**Work instructions**
1. Decide whether each statement agrees with the extract on PPROM patients: (a) in the study, 67% of the 141 patients came from a lower socioeconomic background; (b) Noor et al. found 42% of cases in the 21–25-year age group; (c) Group A (CRP-negative) had more primigravida women. Answer yes or no for each, quoting the deciding words of the extract.
2. Retype the extract on PPROM patients from "Several studies have" up to and including "deliveries (<24 hours).".

**Selected extract**
──────
Several studies have highlighted the demographic and socioeconomic characteristics of PPROM patients. Sudha et al. [5]  reported 42% of cases in the 21–25-year age group, while Noor et al. [14]  (2006, Ayub Medical College) found 58.8% in the same category. In our study, 67% of the 141 patients were from a lower socioeconomic background, aligning with Sheela et al. [15] (68.2%). Gravidity analysis showed 63.12% were primigravida, similar to Gandhi et al.[16] (60.7%) and Okeke et al. [17] (29.1%). Comparatively, Group B (CRP-positive) had more primigravida women and individuals aged 20–30 years, whereas Group A (CRP-negative) had more 31–40-year-olds and faster deliveries (<24 hours).

In the present analysis, the classification of neonates based on gestational age revealed a similar distribution between the Negative CRP and Positive CRP groups, with the majority classified as late preterm (34 weeks to <37 weeks). However, a review of the existing literature indicates that this specific parameter has not been extensively discussed, highlighting a gap in research on the relationship between CRP status and neonatal classification in PPROM cases.
──────
(Referring expression data)
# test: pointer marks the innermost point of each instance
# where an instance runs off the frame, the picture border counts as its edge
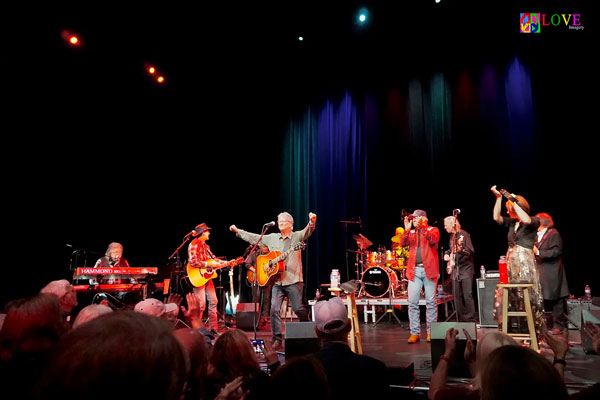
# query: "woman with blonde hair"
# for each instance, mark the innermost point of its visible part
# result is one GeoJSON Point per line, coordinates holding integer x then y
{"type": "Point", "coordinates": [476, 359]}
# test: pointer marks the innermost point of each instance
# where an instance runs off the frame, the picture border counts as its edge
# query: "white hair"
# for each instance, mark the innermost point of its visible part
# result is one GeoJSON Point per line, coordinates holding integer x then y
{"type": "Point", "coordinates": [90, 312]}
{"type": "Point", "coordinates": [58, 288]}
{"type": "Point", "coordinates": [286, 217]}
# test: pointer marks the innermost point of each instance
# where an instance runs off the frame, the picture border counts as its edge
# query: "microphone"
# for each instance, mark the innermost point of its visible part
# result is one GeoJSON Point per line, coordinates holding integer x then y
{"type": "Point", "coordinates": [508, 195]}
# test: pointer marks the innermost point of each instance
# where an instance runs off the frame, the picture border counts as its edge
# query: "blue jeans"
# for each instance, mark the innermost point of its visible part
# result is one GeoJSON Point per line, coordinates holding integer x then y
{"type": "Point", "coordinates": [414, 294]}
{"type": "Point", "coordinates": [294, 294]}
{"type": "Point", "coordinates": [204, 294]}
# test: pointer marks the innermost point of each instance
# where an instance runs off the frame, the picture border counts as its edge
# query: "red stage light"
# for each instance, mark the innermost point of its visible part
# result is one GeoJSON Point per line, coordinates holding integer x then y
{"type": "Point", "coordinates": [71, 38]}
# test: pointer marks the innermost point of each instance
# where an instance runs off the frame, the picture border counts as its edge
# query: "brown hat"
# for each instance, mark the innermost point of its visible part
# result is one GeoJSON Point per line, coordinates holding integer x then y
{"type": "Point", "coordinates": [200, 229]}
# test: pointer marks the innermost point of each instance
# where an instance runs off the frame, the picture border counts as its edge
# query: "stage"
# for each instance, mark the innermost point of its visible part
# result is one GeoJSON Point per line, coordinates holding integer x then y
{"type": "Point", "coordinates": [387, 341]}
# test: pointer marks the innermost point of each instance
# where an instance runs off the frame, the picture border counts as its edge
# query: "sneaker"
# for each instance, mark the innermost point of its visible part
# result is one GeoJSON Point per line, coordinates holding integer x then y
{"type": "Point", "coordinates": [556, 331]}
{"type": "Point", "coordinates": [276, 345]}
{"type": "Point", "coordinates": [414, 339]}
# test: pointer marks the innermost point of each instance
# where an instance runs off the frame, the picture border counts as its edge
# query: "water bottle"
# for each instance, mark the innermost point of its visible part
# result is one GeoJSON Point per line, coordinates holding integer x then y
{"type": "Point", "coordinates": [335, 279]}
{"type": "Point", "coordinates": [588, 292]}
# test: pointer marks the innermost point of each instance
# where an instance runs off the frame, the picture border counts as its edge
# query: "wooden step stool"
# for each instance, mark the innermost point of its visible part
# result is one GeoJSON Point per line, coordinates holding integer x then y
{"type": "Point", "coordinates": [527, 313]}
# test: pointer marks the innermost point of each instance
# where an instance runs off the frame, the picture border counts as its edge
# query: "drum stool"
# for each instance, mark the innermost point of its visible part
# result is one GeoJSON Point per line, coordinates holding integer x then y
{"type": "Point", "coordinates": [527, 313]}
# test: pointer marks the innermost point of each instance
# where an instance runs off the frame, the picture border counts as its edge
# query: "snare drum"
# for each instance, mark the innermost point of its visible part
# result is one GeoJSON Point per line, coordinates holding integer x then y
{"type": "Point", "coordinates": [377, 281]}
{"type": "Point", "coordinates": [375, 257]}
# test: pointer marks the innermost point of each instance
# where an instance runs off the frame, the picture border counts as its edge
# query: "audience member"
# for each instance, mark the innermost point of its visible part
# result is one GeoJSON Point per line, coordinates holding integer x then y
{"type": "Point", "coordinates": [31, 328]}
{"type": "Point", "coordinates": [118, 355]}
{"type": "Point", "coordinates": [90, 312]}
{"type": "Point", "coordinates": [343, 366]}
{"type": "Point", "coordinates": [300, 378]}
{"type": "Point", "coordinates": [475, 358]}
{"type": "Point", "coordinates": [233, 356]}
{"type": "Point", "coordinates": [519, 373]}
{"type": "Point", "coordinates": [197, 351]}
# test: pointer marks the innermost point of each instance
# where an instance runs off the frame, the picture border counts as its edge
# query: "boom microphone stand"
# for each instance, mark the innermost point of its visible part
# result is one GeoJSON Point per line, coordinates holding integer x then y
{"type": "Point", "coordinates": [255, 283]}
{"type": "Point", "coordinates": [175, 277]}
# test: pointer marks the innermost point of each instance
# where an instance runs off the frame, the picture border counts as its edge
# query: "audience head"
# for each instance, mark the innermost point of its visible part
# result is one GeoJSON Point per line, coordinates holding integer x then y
──────
**Per-task answers**
1.
(a) Yes: "In our study, 67% of the 141 patients were from a lower socioeconomic background"
(b) No: "found 58.8% in the same category"
(c) No: "Group B (CRP-positive) had more primigravida women"

2.
Several studies have highlighted the demographic and socioeconomic characteristics of PPROM patients. Sudha et al. [5]  reported 42% of cases in the 21–25-year age group, while Noor et al. [14]  (2006, Ayub Medical College) found 58.8% in the same category. In our study, 67% of the 141 patients were from a lower socioeconomic background, aligning with Sheela et al. [15] (68.2%). Gravidity analysis showed 63.12% were primigravida, similar to Gandhi et al.[16] (60.7%) and Okeke et al. [17] (29.1%). Comparatively, Group B (CRP-positive) had more primigravida women and individuals aged 20–30 years, whereas Group A (CRP-negative) had more 31–40-year-olds and faster deliveries (<24 hours).